Two ‘Love Island’ Cast Members Have Died Tragically This Past Year and Fans Want Answers
The popular British television show Love Island features various young adults spending time in a house together on a secluded island with the hope of finding love. However, the show has recently come under fire after learning that two cast members have died by suicide within the past year. Now, fans want answers, and mental health experts suggest the stress of reality television could play a role.
‘Love Island’ star Sophie Gradon passed away tragically last June
Last June, tragedy struck Love Island when it was learned that former star Sophie Gradon had died by suicide. Gradon had been under the influence of both alcohol and cocaine when she hanged herself in her family home last year. Her boyfriend found her, and he took his own life three weeks later. Experts told BBC News that the combination of cocaine and alcohol can escalate violent thoughts. Gradon had said to a friend earlier that day that she was “struggling with the world.”
In March, ‘Love Island’ star Michael Thalassitis died by suicide
Less than one year after the news about Gradon hit the reality show and its fans, tragedy struck again. A jogger discovered the body of Mike Thalassitis while jogging through a North London park. Thalassitis was later found to have died by hanging as well. Thalassitis had several substances in his system at the time of his death, including cocaine. He was the second member of the show to die by suicide — and fans were growing concerned over what was going on during filming that was causing two different people to struggle so much with their thoughts. His season 3 co-star and friend Montana Brown had said Thalassitis was in a dark place in the months leading up to his suicide.
Mental health experts suggest the stress of reality television might play a role
After two tragic suicides within one year, mental health experts weighed in on whether reality stars could be at a higher risk of something like this than others. “Being on a reality TV show is no doubt a huge stressor, with the potential for humiliation and shame,” Dr. Gail Saltz, an associate professor of psychiatry at New York Presbyterian Hospital Weill-Cornell School of Medicine, told Refinery29. Reality shows often involve shameful behavior and potential embarrassment; nothing ever runs completely smoothly during a show that feeds on drama.
The show’s contestants now have more access to mental health support
When producers learned that Thalassitis had also died by suicide, they took action to ensure that their cast members have access to help if they need it. The production company said it will also now have detailed conversations with potential contestants, detailing what type of impacts their participation on the show might have on their real lives. The producers also have added “after care” packages to extend support to contestants once they’re no longer a part of the show.
Reality television has long been in question for the burden it puts on cast members. The New York Post reported that since 2004, 21 former cast members have died by suicide after being on various reality television shows. “As a mental health professional, can’t say I’m a fan,” Dr. Saltz said.

◆ Work instruction 1 ◆
List every news outlet that the Love Island article names as a source.
◆ Work instruction 2 ◆
Repeat the part of the Love Island article from "The show’s contestants" up to and including "Dr. Saltz said.", word for word.

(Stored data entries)
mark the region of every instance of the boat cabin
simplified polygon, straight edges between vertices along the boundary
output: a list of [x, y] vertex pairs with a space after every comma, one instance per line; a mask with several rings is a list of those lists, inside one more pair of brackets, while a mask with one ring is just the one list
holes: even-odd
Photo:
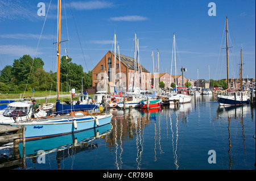
[[32, 103], [28, 102], [10, 103], [3, 112], [3, 115], [11, 117], [26, 116], [31, 111], [32, 105]]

◆ Task answer 1 ◆
BBC News, Refinery29, The New York Post

◆ Task answer 2 ◆
The show’s contestants now have more access to mental health support
When producers learned that Thalassitis had also died by suicide, they took action to ensure that their cast members have access to help if they need it. The production company said it will also now have detailed conversations with potential contestants, detailing what type of impacts their participation on the show might have on their real lives. The producers also have added “after care” packages to extend support to contestants once they’re no longer a part of the show.
Reality television has long been in question for the burden it puts on cast members. The New York Post reported that since 2004, 21 former cast members have died by suicide after being on various reality television shows. “As a mental health professional, can’t say I’m a fan,” Dr. Saltz said.